§ GOAL OF THE EXERCISE: For this exercise, set down all the records exactly as given.

§ RECORD EXTRACTS:
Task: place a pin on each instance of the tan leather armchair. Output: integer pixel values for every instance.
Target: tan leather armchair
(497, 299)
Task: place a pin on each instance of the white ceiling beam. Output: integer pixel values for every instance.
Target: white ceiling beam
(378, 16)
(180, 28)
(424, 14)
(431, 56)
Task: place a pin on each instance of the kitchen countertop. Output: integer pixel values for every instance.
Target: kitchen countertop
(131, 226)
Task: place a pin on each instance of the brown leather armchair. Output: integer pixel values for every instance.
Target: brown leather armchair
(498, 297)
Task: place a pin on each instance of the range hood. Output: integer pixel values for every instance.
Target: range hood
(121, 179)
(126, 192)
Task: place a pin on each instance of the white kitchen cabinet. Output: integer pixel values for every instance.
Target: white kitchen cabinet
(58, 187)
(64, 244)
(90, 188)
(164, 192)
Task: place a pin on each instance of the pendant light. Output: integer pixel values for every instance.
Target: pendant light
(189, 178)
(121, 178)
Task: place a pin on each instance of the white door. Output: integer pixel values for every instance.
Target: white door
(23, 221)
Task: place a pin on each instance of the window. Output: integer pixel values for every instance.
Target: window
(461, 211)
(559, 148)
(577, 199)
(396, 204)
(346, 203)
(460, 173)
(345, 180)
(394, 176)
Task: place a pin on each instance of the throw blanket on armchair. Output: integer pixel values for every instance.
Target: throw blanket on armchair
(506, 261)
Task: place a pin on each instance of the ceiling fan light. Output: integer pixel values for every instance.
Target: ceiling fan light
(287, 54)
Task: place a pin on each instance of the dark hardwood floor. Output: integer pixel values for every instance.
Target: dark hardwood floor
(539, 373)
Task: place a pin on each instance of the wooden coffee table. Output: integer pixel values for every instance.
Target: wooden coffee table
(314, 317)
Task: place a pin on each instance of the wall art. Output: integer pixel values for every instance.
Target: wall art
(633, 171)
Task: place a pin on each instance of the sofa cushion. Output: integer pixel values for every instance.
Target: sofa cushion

§ ANSWER TO THE PROBLEM:
Task: place a pin on each instance of the tan leather armchair. Output: integer pixel values for every instance.
Target: tan leather armchair
(497, 299)
Task: place a pin on each instance of the white ceiling beam. Output: integer pixel values for every instance.
Target: white ceiling beam
(378, 16)
(180, 28)
(424, 14)
(431, 56)
Task: place a pin on each instance of the kitchen countertop. Output: integer pixel values for every instance.
Target: kitchen countertop
(131, 226)
Task: place a pin on each instance of the brown leather armchair. Output: integer pixel values for every instance.
Target: brown leather armchair
(498, 297)
Task: place a pin on each instance of the range hood. Output: integer pixel values for every instance.
Target: range hood
(121, 179)
(126, 192)
Task: place a pin on each instance of the white kitchen cabinet. Output: integer pixel values for every instance.
Target: white kitchen cabinet
(58, 187)
(64, 244)
(90, 188)
(164, 192)
Task: place a pin on each instance of the pendant light. Output: integer pixel values for every instance.
Target: pendant light
(189, 178)
(121, 178)
Task: place a pin on each instance of the white door. Output: integer pixel values for every instance.
Target: white door
(23, 221)
Task: place a pin on each instance of the window. Output: integer pixel values for every instance.
Target: window
(461, 211)
(559, 148)
(577, 199)
(396, 204)
(346, 203)
(460, 173)
(345, 180)
(394, 176)
Task: place a pin on each instance of the throw blanket on armchair. Output: integer pixel values for every instance.
Target: throw blanket on armchair
(506, 261)
Task: place a pin on each instance of the ceiling fan light. Output: integer pixel values for every instance.
Target: ceiling fan light
(287, 54)
Task: place a pin on each instance of the dark hardwood floor. Output: integer pixel values for every instance.
Target: dark hardwood floor
(539, 373)
Task: place a pin on each instance of the wooden coffee table. Output: integer pixel values for every instance.
Target: wooden coffee table
(314, 317)
Task: place a pin on each instance of the wall art. Output: integer pixel values for every instance.
Target: wall art
(633, 171)
Task: place a pin on each instance of the sofa cushion. Output: integer pixel values for every instance.
Target: sofa cushion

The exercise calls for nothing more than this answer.